Dataset records
☆ ☆ ☆ ☆

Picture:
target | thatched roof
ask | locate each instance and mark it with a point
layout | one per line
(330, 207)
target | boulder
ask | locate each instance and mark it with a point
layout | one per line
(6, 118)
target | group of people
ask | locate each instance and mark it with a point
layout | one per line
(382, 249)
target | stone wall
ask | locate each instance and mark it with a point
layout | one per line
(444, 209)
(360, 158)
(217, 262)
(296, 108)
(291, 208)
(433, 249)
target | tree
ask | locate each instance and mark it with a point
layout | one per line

☆ ☆ ☆ ☆

- Directions -
Set down each line exactly as it appears, starting at the top of the data and ending at the line containing "target | tree", and include no other lines.

- Task answer -
Picture:
target | thatched roof
ask | locate each instance and mark it with a point
layout | one per line
(330, 207)
target | boulder
ask | locate each instance and mark it with a point
layout | one per line
(6, 118)
target | group of people
ask | locate each instance and mark it with a point
layout | one per line
(382, 249)
target | stone wall
ask | locate each instance and mark it with a point
layout | one per line
(444, 209)
(360, 158)
(217, 262)
(296, 108)
(291, 208)
(433, 249)
target | tree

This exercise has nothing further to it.